=== PROBLEM DETAILS ===
Answer these questions about the forum thread on False Discovery Rate methods in JMSL below:
1. What implementation did the first poster say they were looking for?
2. According to the comment at the top of the FDR class, which file and version was it converted from?
3. What value of q does the test class use?

=== TEXT EXCERPT ===

PDA

View Full Version : False Discovery Rate methods in JMSL

diraviam
05-10-2006, 08:17 PM
Hi,

Are there any False Discovery Rate methods implemented in the JMSL library.
I am looking for qvalue implementation.

Lazar Arulnayagam

ed
05-11-2006, 08:08 AM
There are many statistical functions in IMSL that will return p-values used as input into FDR; however, there are not currently any False Discovery Rate functions in IMSL. I will add this functionality to our internal enhancement request list.

diraviam
05-11-2006, 12:52 PM
What is your estimated time for it to be available.
We have a JMSL in our enviorment and have to make decision on whether to implement our own or use yours. ( The second is our preferred option).

Thanks

Lazar Arulnayagam

ed
05-11-2006, 01:13 PM

Please have a look at this code and see if it returns the expected results. My disclaimer is that I'm an engineer and not a statistician, so I can't really verify the algorithm or the results. It could also use some better error checking.

FDR class:

/**
* FDR class converted from FDR.m v1.3 by Tim Nichols 02/01/18
*/
public class FDR {
double t, n;

/**
* Create a new FDR object.
*
* @param p a double array, the vector of p-values
* @param q a double, the False Discovery Rate level
*/
public FDR(double[] p, double q) {
com.imsl.stat.Sort.ascending(p);
int v = p.length;
double cvn = 0;
for (int i=0; i<v; i++) {
cvn += 1.0/(i+1);
}
double cvid = 1;

double[] test1 = new double[v];
double[] test2 = new double[v];
for (int i=0; i<v; i++) {
test1[i] = (i+1)/(double)v*q/cvid;
test2[i] = (i+1)/(double)v*q/cvn;
}

int ixt = findlemax(p, test1);
if (ixt != -1) t = p[ixt];
int ixn = findlemax(p, test2);
if (ixn != -1) n = p[ixn];
}

/**
* @return p-value threshold based on independence or positive dependence
*/
public double getThreshold() {
return t;
}

/**
* @return Nonparametric p-value threshold
*/
public double getNThreshold() {
return n;
}

int findlemax(double[] a, double[] b) {
final int len = a.length;
int ix = -1;
for (int i=0; i<len; i++) {
if (a[i] <= b[i]) ix=i;
}
return ix;
}
}

A test class:

public class TestFDR {

public TestFDR() {
double[] p = {0.01,0.1,0.015,0.02,0.025,0.08,0.075};
double q = 0.2;

FDR f = new FDR(p, q);
double pid = f.getThreshold();
double pn = f.getNThreshold();

System.out.println(pid);
System.out.println(pn);
}

public static void main(String[] arg) {
TestFDR t = new TestFDR();
}
}

diraviam
05-11-2006, 02:54 PM

I am a software engineer and not a statistician as well. I will check with the statistician and scientific lead to check if method will work for them.

(A run of records)
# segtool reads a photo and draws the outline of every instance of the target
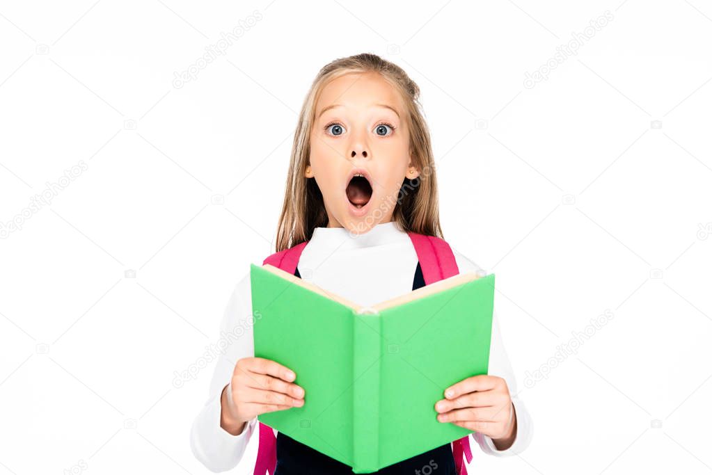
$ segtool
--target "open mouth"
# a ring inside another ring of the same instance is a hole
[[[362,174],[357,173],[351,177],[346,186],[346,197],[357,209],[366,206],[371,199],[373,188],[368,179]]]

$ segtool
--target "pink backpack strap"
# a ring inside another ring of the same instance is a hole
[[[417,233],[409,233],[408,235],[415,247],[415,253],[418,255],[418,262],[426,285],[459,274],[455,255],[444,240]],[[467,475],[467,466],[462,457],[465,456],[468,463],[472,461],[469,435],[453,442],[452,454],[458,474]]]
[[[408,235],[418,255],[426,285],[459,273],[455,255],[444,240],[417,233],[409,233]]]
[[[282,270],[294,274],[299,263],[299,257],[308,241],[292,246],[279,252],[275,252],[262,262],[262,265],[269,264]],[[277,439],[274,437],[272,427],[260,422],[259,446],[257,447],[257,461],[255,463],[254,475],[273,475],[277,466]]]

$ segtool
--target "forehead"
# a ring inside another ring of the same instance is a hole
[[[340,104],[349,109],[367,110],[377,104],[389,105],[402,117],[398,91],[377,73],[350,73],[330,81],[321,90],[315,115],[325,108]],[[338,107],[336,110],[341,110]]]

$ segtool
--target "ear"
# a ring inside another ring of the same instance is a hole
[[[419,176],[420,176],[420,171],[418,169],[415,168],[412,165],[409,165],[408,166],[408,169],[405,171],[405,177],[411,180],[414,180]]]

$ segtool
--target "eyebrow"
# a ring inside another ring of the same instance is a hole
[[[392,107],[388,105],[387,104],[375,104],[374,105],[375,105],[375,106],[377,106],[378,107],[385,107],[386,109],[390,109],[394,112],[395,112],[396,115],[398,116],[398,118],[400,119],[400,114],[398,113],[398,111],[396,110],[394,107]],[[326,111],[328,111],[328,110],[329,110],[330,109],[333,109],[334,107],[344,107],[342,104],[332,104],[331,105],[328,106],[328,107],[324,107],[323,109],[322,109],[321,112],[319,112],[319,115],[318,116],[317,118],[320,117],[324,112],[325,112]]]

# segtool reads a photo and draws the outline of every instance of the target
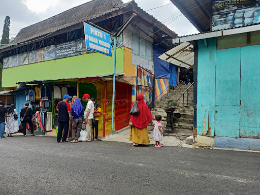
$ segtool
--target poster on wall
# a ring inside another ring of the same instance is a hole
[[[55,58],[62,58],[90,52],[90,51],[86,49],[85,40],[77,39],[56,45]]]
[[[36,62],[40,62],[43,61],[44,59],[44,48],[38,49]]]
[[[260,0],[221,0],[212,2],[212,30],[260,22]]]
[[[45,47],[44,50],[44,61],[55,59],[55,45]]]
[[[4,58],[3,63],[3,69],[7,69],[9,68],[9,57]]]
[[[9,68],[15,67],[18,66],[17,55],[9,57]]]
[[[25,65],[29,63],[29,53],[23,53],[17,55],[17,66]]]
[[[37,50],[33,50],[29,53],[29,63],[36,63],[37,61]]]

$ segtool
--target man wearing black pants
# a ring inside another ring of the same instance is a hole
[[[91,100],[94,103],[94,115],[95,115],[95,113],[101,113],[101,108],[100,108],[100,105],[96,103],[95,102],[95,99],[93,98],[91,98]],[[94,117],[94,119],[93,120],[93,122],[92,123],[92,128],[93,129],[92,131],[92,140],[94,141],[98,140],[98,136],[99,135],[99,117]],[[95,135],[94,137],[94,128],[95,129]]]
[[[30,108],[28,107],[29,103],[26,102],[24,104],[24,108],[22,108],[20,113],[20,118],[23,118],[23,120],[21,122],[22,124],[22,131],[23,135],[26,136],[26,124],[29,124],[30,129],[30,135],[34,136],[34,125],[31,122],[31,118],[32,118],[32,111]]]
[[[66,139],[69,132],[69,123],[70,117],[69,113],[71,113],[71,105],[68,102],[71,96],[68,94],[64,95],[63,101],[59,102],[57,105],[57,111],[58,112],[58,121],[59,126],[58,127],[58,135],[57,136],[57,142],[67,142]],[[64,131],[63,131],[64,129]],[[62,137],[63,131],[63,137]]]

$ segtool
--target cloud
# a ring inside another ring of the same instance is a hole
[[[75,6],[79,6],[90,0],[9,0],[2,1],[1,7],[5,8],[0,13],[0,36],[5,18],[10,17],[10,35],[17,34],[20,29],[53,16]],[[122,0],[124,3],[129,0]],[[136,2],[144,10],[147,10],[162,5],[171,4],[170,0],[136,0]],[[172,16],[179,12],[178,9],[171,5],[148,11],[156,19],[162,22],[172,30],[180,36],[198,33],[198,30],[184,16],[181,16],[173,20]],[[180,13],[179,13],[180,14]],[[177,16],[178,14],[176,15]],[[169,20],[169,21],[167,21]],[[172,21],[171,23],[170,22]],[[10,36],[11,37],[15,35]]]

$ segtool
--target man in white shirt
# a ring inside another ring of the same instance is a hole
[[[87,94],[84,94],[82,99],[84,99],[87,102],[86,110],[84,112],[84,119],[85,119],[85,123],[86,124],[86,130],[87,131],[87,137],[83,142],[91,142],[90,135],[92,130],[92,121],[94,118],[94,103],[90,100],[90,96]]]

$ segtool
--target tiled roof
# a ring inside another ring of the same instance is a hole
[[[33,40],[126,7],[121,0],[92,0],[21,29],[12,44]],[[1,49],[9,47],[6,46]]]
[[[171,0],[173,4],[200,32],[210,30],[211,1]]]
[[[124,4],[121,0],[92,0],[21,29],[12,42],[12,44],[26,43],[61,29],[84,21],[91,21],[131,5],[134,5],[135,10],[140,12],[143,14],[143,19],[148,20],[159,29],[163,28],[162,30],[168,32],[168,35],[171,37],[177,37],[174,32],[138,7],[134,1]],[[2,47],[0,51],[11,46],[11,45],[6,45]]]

=== REPLY ===
1. A qvalue implementation.
2. FDR.m v1.3, by Tim Nichols.
3. 0.2